* [TASK DIRECTIONS]: Where does the word "flower" occur in the entries below? Copy every line that has it.

* [DATA EXCERPTS]:
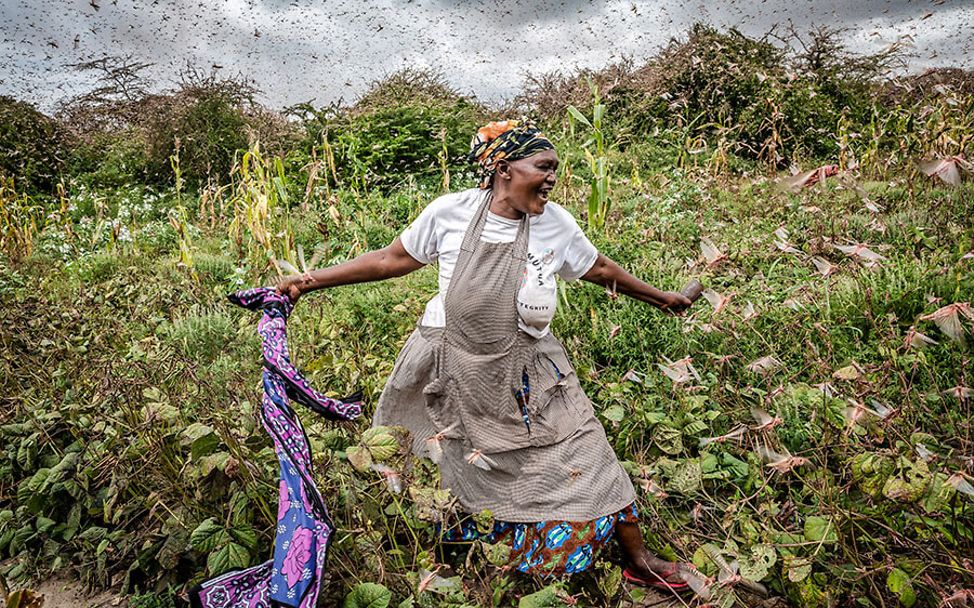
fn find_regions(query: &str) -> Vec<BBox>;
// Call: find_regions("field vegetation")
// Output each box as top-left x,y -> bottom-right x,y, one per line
1,25 -> 973,608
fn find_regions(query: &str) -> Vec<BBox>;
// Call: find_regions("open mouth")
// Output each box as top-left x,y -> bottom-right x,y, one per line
538,187 -> 552,201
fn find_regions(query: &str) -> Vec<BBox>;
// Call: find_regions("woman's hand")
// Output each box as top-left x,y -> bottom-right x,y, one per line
275,275 -> 308,304
659,291 -> 692,314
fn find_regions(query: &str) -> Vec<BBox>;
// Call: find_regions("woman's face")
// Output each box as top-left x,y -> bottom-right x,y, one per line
502,149 -> 559,216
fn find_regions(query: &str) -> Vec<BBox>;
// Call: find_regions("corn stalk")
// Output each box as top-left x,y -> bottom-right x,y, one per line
438,127 -> 450,194
0,179 -> 44,264
227,141 -> 295,276
567,79 -> 611,231
168,205 -> 196,278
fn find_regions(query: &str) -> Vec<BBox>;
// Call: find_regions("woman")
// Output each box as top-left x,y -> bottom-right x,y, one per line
277,121 -> 695,591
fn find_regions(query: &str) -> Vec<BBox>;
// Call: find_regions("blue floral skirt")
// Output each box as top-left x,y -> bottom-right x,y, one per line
441,503 -> 639,577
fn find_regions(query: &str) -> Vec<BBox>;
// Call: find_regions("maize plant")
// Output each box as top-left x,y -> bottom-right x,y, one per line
568,80 -> 611,231
0,179 -> 43,264
227,141 -> 295,276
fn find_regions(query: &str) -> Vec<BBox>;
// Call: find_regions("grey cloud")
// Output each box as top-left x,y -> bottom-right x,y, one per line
1,0 -> 971,112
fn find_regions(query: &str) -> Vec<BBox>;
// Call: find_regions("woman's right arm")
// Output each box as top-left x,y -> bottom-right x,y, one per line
276,237 -> 425,302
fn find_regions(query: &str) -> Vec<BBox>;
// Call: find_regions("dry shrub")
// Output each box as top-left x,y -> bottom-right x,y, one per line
59,59 -> 296,186
881,67 -> 974,105
520,24 -> 916,164
351,68 -> 467,115
138,71 -> 292,185
512,59 -> 649,121
58,56 -> 154,142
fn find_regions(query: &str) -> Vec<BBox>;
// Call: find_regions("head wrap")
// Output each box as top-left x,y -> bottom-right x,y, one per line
467,120 -> 554,189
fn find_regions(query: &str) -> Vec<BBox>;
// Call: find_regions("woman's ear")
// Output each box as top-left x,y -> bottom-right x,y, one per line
495,159 -> 512,181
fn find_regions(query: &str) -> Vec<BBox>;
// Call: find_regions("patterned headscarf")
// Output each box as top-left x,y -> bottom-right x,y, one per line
467,120 -> 554,189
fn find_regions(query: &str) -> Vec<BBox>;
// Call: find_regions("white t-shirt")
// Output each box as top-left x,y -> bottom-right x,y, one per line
400,188 -> 599,338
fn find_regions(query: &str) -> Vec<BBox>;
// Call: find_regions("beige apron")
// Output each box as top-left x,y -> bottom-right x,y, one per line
374,193 -> 635,521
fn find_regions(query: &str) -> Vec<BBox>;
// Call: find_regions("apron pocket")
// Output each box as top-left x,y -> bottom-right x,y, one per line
530,340 -> 577,414
423,376 -> 460,432
389,329 -> 437,390
521,338 -> 588,445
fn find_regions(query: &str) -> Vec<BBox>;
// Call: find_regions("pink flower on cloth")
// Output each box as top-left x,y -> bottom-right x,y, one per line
282,526 -> 314,588
278,480 -> 290,521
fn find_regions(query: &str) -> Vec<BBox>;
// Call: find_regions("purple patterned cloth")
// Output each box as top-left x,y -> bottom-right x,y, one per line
189,288 -> 362,608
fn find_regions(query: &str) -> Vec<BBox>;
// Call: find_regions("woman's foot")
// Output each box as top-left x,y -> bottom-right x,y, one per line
622,558 -> 689,591
614,521 -> 702,594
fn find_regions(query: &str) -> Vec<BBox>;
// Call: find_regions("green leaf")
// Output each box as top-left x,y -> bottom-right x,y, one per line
886,568 -> 916,607
692,544 -> 718,576
883,459 -> 931,502
0,529 -> 15,553
666,459 -> 702,495
191,434 -> 221,459
182,422 -> 215,443
224,542 -> 250,569
784,556 -> 813,582
484,541 -> 512,567
9,526 -> 34,554
643,411 -> 667,425
207,543 -> 231,575
145,402 -> 180,423
923,473 -> 952,513
601,404 -> 625,422
199,451 -> 231,476
182,423 -> 220,458
738,544 -> 776,581
344,582 -> 392,608
346,445 -> 373,472
362,432 -> 398,461
699,451 -> 719,474
77,526 -> 107,543
597,564 -> 622,598
190,517 -> 229,552
230,525 -> 258,551
35,516 -> 56,533
566,106 -> 593,129
720,453 -> 750,479
518,583 -> 572,607
804,516 -> 837,544
654,425 -> 684,455
593,103 -> 606,125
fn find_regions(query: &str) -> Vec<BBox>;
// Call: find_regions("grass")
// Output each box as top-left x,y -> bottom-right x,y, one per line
1,148 -> 973,608
0,89 -> 974,608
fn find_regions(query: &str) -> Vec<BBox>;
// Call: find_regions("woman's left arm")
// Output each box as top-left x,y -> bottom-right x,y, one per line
580,253 -> 691,312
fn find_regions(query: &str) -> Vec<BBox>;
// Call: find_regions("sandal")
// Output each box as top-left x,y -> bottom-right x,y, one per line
622,564 -> 690,592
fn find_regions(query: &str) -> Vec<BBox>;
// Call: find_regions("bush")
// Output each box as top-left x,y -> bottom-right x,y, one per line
159,307 -> 236,363
60,63 -> 296,188
522,24 -> 913,167
0,97 -> 66,192
139,73 -> 271,187
302,69 -> 487,191
65,129 -> 150,188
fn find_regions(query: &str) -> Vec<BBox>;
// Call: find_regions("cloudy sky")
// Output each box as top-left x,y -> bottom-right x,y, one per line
2,0 -> 972,112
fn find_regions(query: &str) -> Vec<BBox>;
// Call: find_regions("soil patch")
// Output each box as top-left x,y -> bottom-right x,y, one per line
9,576 -> 126,608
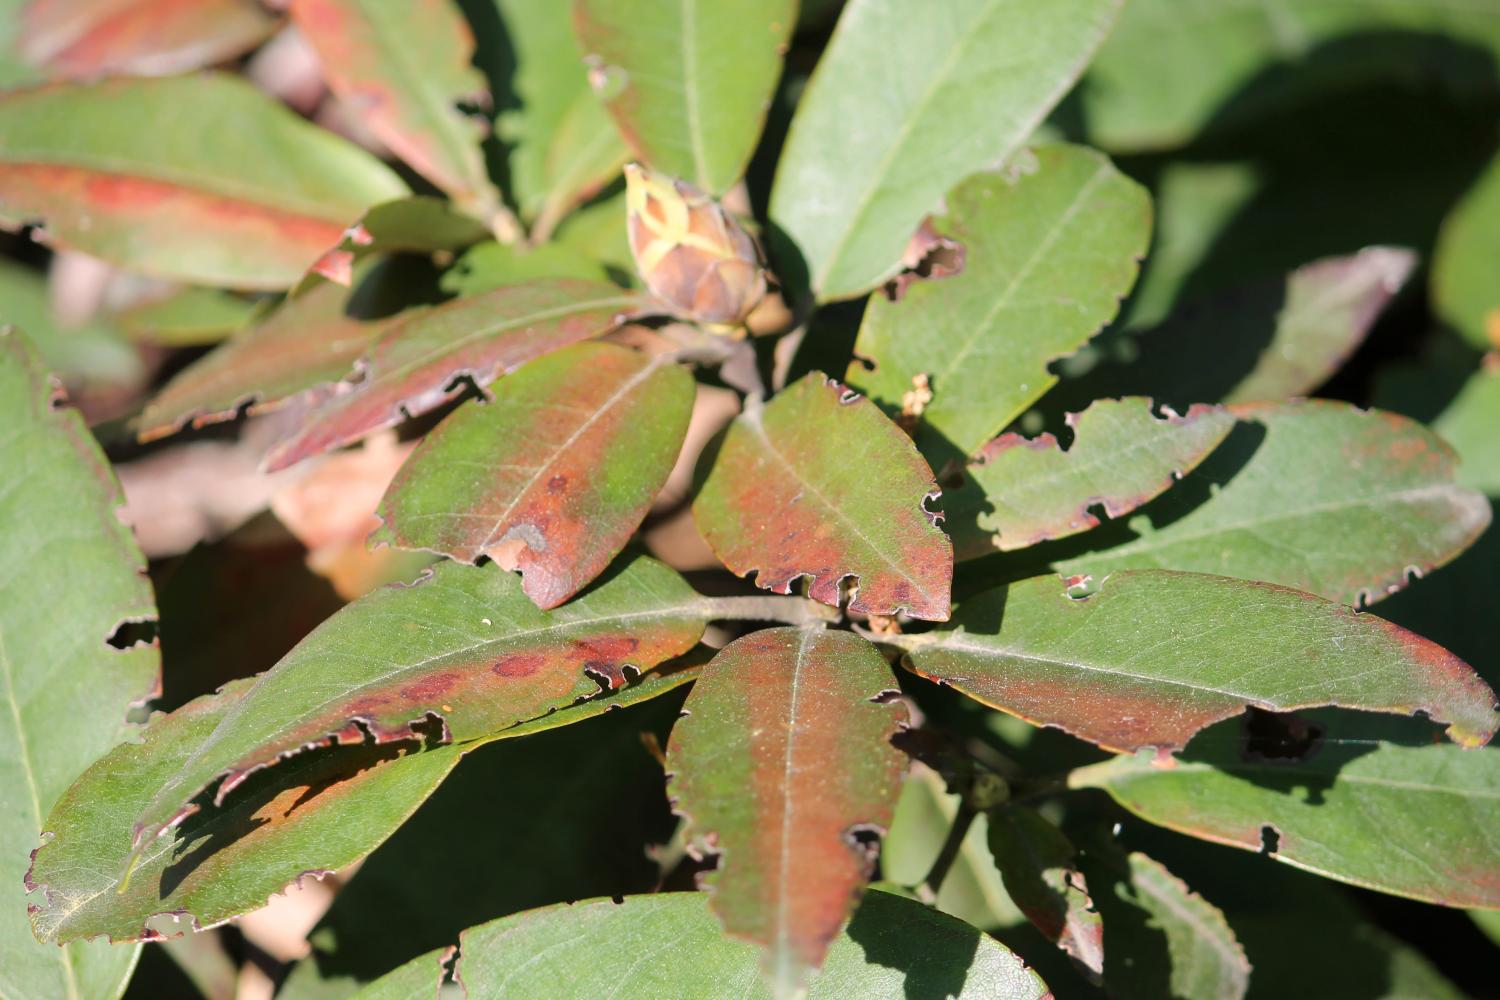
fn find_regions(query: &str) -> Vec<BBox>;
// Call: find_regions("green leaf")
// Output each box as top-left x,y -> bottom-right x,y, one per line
572,0 -> 794,195
135,278 -> 390,442
694,373 -> 952,620
0,257 -> 142,388
376,342 -> 694,608
126,555 -> 710,857
902,570 -> 1498,755
846,145 -> 1151,461
439,240 -> 608,297
1472,908 -> 1500,948
1093,852 -> 1249,1000
986,806 -> 1104,977
290,0 -> 502,219
29,659 -> 701,945
1433,363 -> 1500,496
350,889 -> 1050,999
114,286 -> 259,348
1434,152 -> 1500,350
18,0 -> 275,79
1,328 -> 157,999
491,0 -> 628,234
296,196 -> 493,291
947,398 -> 1233,559
1081,0 -> 1500,152
263,279 -> 643,470
1055,400 -> 1493,608
0,74 -> 408,289
1071,711 -> 1500,908
667,627 -> 908,993
769,0 -> 1125,301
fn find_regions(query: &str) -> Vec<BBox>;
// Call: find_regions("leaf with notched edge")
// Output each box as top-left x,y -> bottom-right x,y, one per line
135,279 -> 391,442
20,0 -> 276,79
263,279 -> 645,471
902,570 -> 1498,756
28,664 -> 701,945
0,328 -> 158,1000
666,627 -> 909,994
1055,400 -> 1493,608
987,805 -> 1104,978
0,74 -> 408,289
376,342 -> 695,609
290,0 -> 503,220
1072,711 -> 1500,909
127,555 -> 711,861
694,373 -> 952,620
946,398 -> 1233,559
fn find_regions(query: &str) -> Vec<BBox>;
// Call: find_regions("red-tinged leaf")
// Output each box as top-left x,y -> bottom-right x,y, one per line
135,279 -> 390,442
667,627 -> 909,993
0,75 -> 407,289
20,0 -> 276,79
375,342 -> 695,608
987,805 -> 1104,979
1,328 -> 158,998
947,398 -> 1234,559
902,571 -> 1498,756
290,0 -> 502,219
693,373 -> 953,620
128,555 -> 712,856
262,279 -> 644,471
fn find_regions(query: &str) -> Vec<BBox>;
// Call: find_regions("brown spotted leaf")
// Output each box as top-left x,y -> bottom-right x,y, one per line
263,279 -> 644,471
987,805 -> 1104,979
290,0 -> 503,219
947,398 -> 1233,559
903,571 -> 1498,756
0,75 -> 407,289
127,554 -> 712,860
666,627 -> 909,994
20,0 -> 277,79
693,373 -> 953,620
375,342 -> 695,609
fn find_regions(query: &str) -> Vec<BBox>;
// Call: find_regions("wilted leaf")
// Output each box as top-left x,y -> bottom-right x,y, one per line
348,889 -> 1050,999
28,664 -> 697,946
1055,401 -> 1493,607
0,74 -> 408,288
1072,711 -> 1500,908
694,373 -> 952,620
127,555 -> 711,855
1434,152 -> 1500,351
573,0 -> 794,195
115,285 -> 258,347
902,570 -> 1498,755
0,257 -> 141,388
847,145 -> 1151,462
20,0 -> 276,79
987,805 -> 1104,977
376,341 -> 694,608
291,0 -> 502,219
667,627 -> 908,992
1,328 -> 157,999
769,0 -> 1125,301
263,279 -> 643,471
946,398 -> 1232,559
135,278 -> 390,442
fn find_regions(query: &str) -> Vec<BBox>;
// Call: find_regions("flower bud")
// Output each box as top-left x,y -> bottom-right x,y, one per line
625,163 -> 767,328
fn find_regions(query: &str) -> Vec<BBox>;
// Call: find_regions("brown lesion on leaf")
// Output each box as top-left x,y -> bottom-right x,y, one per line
885,218 -> 966,302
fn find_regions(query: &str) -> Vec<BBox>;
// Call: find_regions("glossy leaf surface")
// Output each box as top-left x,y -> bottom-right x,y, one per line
0,75 -> 407,288
291,0 -> 502,218
376,342 -> 694,608
947,398 -> 1232,559
987,805 -> 1104,976
264,279 -> 642,470
129,555 -> 709,854
667,627 -> 908,993
19,0 -> 276,79
1,329 -> 156,1000
770,0 -> 1125,300
1072,712 -> 1500,908
847,145 -> 1151,461
573,0 -> 794,194
1434,151 -> 1500,350
1056,401 -> 1493,607
904,570 -> 1498,755
694,373 -> 952,620
349,890 -> 1049,999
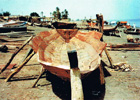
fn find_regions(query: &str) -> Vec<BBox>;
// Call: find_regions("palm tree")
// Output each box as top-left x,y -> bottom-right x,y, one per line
56,7 -> 61,20
64,9 -> 68,19
50,12 -> 52,17
56,7 -> 59,12
52,11 -> 57,19
61,11 -> 64,19
41,11 -> 43,17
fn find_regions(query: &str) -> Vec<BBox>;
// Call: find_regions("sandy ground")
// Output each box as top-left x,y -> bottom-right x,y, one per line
0,26 -> 140,100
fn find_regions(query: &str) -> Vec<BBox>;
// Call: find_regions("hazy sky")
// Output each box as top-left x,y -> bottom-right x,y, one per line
0,0 -> 140,20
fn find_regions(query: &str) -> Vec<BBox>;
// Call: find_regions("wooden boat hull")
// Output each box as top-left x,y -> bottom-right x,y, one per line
90,22 -> 120,33
40,62 -> 98,81
92,26 -> 117,32
30,30 -> 106,81
52,22 -> 76,29
87,22 -> 96,27
126,31 -> 140,35
0,26 -> 27,33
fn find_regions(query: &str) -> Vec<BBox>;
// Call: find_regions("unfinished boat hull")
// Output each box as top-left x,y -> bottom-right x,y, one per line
30,29 -> 106,81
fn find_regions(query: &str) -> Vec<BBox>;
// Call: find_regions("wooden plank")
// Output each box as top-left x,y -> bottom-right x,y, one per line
0,64 -> 16,70
0,31 -> 27,36
107,47 -> 140,51
98,64 -> 105,85
20,47 -> 33,64
68,50 -> 84,100
5,51 -> 35,82
96,14 -> 107,83
0,38 -> 26,42
0,36 -> 33,74
97,14 -> 114,68
104,48 -> 114,67
32,67 -> 46,88
110,43 -> 140,48
70,68 -> 84,100
2,43 -> 23,45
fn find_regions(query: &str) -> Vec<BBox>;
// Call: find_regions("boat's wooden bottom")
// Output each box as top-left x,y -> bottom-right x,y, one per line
40,63 -> 96,81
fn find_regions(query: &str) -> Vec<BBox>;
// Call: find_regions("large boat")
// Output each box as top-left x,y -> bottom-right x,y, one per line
125,29 -> 140,35
91,22 -> 120,33
86,20 -> 97,27
0,26 -> 27,33
30,29 -> 106,80
0,21 -> 27,33
119,21 -> 131,29
52,21 -> 77,29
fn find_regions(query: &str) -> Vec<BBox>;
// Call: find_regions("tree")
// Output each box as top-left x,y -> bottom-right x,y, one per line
51,7 -> 69,20
61,9 -> 69,19
50,12 -> 52,17
61,11 -> 64,19
30,12 -> 40,17
41,11 -> 43,17
19,16 -> 28,21
56,7 -> 61,20
0,13 -> 2,16
56,7 -> 59,12
3,11 -> 10,16
64,9 -> 68,19
52,11 -> 57,19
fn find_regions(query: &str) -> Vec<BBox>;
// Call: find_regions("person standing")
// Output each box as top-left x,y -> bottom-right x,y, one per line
133,23 -> 136,32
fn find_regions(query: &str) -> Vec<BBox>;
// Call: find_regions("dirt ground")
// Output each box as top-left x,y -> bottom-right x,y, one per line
0,26 -> 140,100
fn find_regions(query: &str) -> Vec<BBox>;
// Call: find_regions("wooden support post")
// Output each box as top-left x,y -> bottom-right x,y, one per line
20,47 -> 33,64
99,64 -> 105,85
97,14 -> 114,68
96,14 -> 106,84
0,36 -> 33,74
97,14 -> 104,41
5,51 -> 35,82
68,50 -> 84,100
104,48 -> 114,68
32,67 -> 46,88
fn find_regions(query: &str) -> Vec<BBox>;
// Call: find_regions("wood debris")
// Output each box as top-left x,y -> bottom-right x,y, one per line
113,62 -> 133,72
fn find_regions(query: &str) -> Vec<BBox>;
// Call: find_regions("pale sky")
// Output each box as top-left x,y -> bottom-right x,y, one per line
0,0 -> 140,20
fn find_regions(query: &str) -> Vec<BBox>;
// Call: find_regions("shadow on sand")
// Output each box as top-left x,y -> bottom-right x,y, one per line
46,64 -> 111,100
3,61 -> 111,100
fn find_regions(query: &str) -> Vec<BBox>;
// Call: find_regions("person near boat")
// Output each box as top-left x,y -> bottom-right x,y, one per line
133,23 -> 136,32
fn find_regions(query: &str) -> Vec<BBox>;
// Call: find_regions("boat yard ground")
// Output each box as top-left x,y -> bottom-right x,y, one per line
0,26 -> 140,100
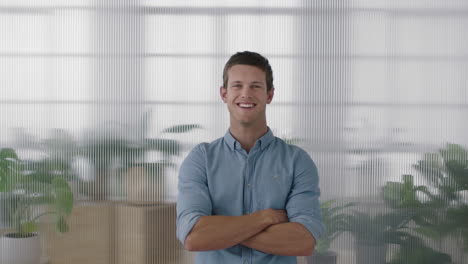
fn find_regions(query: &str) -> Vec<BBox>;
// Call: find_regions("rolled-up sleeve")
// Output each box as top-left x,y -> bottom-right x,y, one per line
286,150 -> 325,240
176,144 -> 213,245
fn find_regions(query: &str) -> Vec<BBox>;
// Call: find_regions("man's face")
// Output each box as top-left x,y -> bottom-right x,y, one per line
220,64 -> 274,127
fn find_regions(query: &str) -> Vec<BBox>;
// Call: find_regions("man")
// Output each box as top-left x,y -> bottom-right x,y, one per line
176,51 -> 324,264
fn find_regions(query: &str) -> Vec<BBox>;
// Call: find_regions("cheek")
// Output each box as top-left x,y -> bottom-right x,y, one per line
227,93 -> 238,102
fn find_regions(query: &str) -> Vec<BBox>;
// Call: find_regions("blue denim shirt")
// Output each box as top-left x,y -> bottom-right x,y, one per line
176,129 -> 324,264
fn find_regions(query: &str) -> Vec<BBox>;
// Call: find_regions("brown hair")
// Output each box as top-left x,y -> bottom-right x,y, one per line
222,51 -> 274,91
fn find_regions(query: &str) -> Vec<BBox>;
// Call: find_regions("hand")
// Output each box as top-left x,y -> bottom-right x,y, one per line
252,209 -> 288,227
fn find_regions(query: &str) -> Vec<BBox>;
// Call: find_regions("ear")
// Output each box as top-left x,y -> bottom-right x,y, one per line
266,88 -> 274,104
220,86 -> 227,103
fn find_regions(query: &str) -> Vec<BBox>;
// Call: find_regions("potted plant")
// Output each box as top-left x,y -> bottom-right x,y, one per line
74,110 -> 201,201
0,148 -> 74,264
414,143 -> 468,252
388,235 -> 452,264
306,200 -> 354,264
342,209 -> 412,264
382,144 -> 468,263
384,145 -> 468,232
0,149 -> 20,228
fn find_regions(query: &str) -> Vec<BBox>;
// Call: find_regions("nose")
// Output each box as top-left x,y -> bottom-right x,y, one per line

* [SOLUTION TO THIS TASK]:
// Call: find_regions("pink flower on cloth")
// Call: find_regions("flower bud")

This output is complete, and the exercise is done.